• [Exercise requirements]
A – Translate this sentence from the crossword hints text below into Spanish: "A full review of this puzzle will be published after the closing date for submissions."
B – From the crossword hints text below, output the stretch from "1a    Boycott?" through "in Services (7)" verbatim.

• [Study text]
***
Most of the terms used in these hints are explained in the Glossary and examples are available by clicking on the entry under “See also”. Where the hint describes a construct as “usual” this means that more help can be found in The Usual Suspects, which gives a number of the elements commonly used in the wordplay. Another useful page is Wolves in Sheep’s Clothing, which features words with meanings that are not always immediately obvious.

A full review of this puzzle will be published after the closing date for submissions.

Some hints follow.


1a    Boycott? Ought to put in cooler! (4-8)
This item should be put in the cooler to make it like this  Put a word meaning ought inside a adjective meaning cooler [Thanks Gazza]

9a    Manage love poetry before ‘East is East’ (7)
O (love) followed by some poetry and the final (East in an across clue) letter of the answer is E(ast) – or perhaps put E(ast) before the (final) E(ast) [Thanks to Gazza and Margaret]

10a    Boat the French folk rock, Fifties-style (7)

  ARVE Error: need id and provider

11a    Bank admits blunder getting part-timer in Services (7)
A bank around (admits) a blunder gives this a colloquial word for a part-time serviceman

12a    People admired those at the bottom of the table (7)
Split these people who are admired as (3,4) to ket what you might find at the bottom of a table

14a    Old partner criticises one about getting fatter (9)
***
• [Source information]
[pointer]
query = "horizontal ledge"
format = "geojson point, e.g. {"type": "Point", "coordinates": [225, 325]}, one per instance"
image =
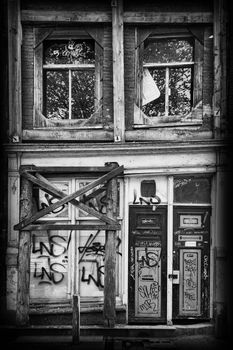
{"type": "Point", "coordinates": [67, 169]}
{"type": "Point", "coordinates": [144, 146]}
{"type": "Point", "coordinates": [63, 134]}
{"type": "Point", "coordinates": [69, 66]}
{"type": "Point", "coordinates": [106, 16]}
{"type": "Point", "coordinates": [168, 64]}
{"type": "Point", "coordinates": [38, 227]}
{"type": "Point", "coordinates": [165, 125]}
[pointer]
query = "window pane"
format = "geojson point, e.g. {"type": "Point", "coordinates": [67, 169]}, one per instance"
{"type": "Point", "coordinates": [56, 95]}
{"type": "Point", "coordinates": [157, 107]}
{"type": "Point", "coordinates": [180, 91]}
{"type": "Point", "coordinates": [192, 190]}
{"type": "Point", "coordinates": [167, 50]}
{"type": "Point", "coordinates": [83, 84]}
{"type": "Point", "coordinates": [69, 52]}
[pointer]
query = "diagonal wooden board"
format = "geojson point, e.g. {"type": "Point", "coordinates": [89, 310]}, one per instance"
{"type": "Point", "coordinates": [69, 198]}
{"type": "Point", "coordinates": [48, 187]}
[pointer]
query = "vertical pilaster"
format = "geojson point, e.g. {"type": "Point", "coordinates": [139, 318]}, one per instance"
{"type": "Point", "coordinates": [118, 70]}
{"type": "Point", "coordinates": [110, 257]}
{"type": "Point", "coordinates": [14, 69]}
{"type": "Point", "coordinates": [26, 210]}
{"type": "Point", "coordinates": [220, 69]}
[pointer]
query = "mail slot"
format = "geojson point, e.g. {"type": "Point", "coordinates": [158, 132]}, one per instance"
{"type": "Point", "coordinates": [191, 244]}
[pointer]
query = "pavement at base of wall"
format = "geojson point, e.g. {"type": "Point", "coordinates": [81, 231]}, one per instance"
{"type": "Point", "coordinates": [99, 343]}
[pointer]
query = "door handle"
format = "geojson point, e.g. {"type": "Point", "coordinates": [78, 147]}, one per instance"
{"type": "Point", "coordinates": [175, 276]}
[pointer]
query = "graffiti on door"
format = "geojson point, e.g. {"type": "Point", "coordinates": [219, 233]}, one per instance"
{"type": "Point", "coordinates": [148, 281]}
{"type": "Point", "coordinates": [50, 259]}
{"type": "Point", "coordinates": [191, 281]}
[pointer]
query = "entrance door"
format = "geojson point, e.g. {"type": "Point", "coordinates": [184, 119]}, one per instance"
{"type": "Point", "coordinates": [191, 262]}
{"type": "Point", "coordinates": [147, 264]}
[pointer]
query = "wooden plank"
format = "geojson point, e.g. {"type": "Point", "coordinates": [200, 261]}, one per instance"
{"type": "Point", "coordinates": [105, 17]}
{"type": "Point", "coordinates": [54, 191]}
{"type": "Point", "coordinates": [65, 16]}
{"type": "Point", "coordinates": [167, 17]}
{"type": "Point", "coordinates": [64, 169]}
{"type": "Point", "coordinates": [68, 227]}
{"type": "Point", "coordinates": [22, 305]}
{"type": "Point", "coordinates": [219, 95]}
{"type": "Point", "coordinates": [38, 78]}
{"type": "Point", "coordinates": [67, 134]}
{"type": "Point", "coordinates": [68, 198]}
{"type": "Point", "coordinates": [118, 71]}
{"type": "Point", "coordinates": [109, 311]}
{"type": "Point", "coordinates": [14, 70]}
{"type": "Point", "coordinates": [217, 69]}
{"type": "Point", "coordinates": [197, 75]}
{"type": "Point", "coordinates": [76, 320]}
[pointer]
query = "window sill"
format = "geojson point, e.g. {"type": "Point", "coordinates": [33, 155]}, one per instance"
{"type": "Point", "coordinates": [167, 125]}
{"type": "Point", "coordinates": [47, 308]}
{"type": "Point", "coordinates": [94, 127]}
{"type": "Point", "coordinates": [63, 134]}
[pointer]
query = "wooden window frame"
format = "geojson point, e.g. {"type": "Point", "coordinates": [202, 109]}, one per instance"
{"type": "Point", "coordinates": [58, 131]}
{"type": "Point", "coordinates": [197, 70]}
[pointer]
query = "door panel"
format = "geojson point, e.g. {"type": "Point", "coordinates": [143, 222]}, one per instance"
{"type": "Point", "coordinates": [147, 264]}
{"type": "Point", "coordinates": [191, 259]}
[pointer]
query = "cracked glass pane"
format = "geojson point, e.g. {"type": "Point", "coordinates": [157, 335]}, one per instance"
{"type": "Point", "coordinates": [83, 85]}
{"type": "Point", "coordinates": [180, 91]}
{"type": "Point", "coordinates": [56, 95]}
{"type": "Point", "coordinates": [167, 50]}
{"type": "Point", "coordinates": [156, 107]}
{"type": "Point", "coordinates": [69, 52]}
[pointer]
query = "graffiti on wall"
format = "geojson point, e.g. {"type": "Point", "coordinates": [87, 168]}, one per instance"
{"type": "Point", "coordinates": [49, 263]}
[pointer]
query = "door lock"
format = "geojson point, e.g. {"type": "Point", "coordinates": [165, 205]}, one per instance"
{"type": "Point", "coordinates": [175, 276]}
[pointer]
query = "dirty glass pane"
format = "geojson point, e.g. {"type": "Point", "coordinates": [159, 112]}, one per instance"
{"type": "Point", "coordinates": [180, 91]}
{"type": "Point", "coordinates": [192, 190]}
{"type": "Point", "coordinates": [167, 50]}
{"type": "Point", "coordinates": [156, 107]}
{"type": "Point", "coordinates": [56, 95]}
{"type": "Point", "coordinates": [69, 52]}
{"type": "Point", "coordinates": [83, 85]}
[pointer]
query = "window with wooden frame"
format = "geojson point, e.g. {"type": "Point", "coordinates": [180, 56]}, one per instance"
{"type": "Point", "coordinates": [169, 77]}
{"type": "Point", "coordinates": [68, 78]}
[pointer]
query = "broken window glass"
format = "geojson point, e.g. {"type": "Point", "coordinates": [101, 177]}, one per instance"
{"type": "Point", "coordinates": [167, 79]}
{"type": "Point", "coordinates": [69, 79]}
{"type": "Point", "coordinates": [191, 189]}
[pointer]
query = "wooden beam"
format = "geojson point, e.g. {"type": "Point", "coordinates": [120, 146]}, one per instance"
{"type": "Point", "coordinates": [68, 198]}
{"type": "Point", "coordinates": [76, 320]}
{"type": "Point", "coordinates": [69, 227]}
{"type": "Point", "coordinates": [167, 17]}
{"type": "Point", "coordinates": [22, 305]}
{"type": "Point", "coordinates": [54, 191]}
{"type": "Point", "coordinates": [14, 70]}
{"type": "Point", "coordinates": [65, 16]}
{"type": "Point", "coordinates": [118, 70]}
{"type": "Point", "coordinates": [54, 16]}
{"type": "Point", "coordinates": [62, 135]}
{"type": "Point", "coordinates": [110, 259]}
{"type": "Point", "coordinates": [219, 95]}
{"type": "Point", "coordinates": [64, 169]}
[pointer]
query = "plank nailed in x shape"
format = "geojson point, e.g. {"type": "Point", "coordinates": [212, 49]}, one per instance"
{"type": "Point", "coordinates": [50, 189]}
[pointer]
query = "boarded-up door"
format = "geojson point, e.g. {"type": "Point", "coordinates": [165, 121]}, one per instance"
{"type": "Point", "coordinates": [147, 264]}
{"type": "Point", "coordinates": [191, 260]}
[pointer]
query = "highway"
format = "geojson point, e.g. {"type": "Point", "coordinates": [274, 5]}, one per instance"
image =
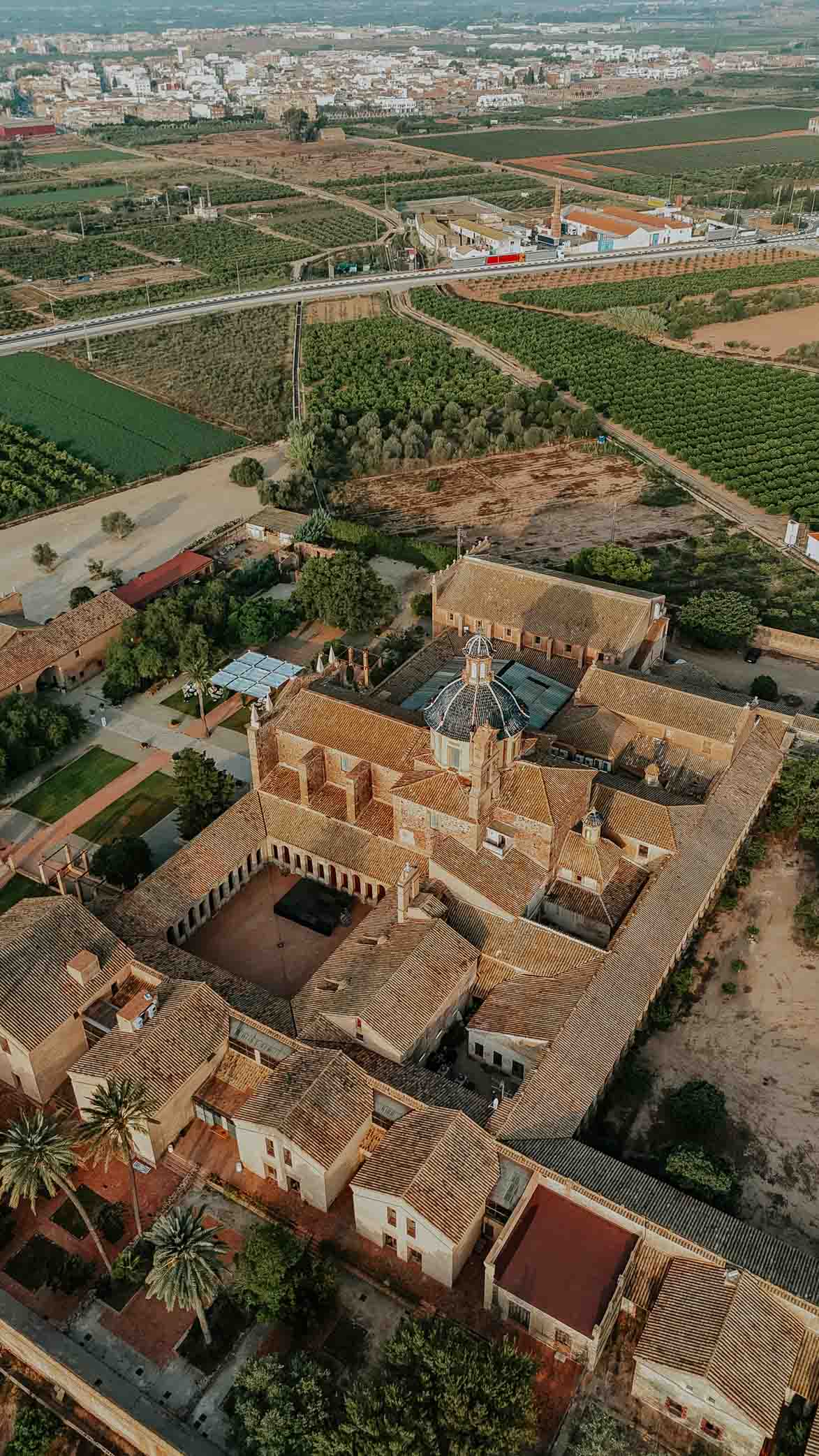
***
• [Exercise responses]
A – Se publicará una revisión completa de este crucigrama después de la fecha límite para los envíos.

B –
1a    Boycott? Ought to put in cooler! (4-8)
This item should be put in the cooler to make it like this  Put a word meaning ought inside a adjective meaning cooler [Thanks Gazza]

9a    Manage love poetry before ‘East is East’ (7)
O (love) followed by some poetry and the final (East in an across clue) letter of the answer is E(ast) – or perhaps put E(ast) before the (final) E(ast) [Thanks to Gazza and Margaret]

10a    Boat the French folk rock, Fifties-style (7)

  ARVE Error: need id and provider

11a    Bank admits blunder getting part-timer in Services (7)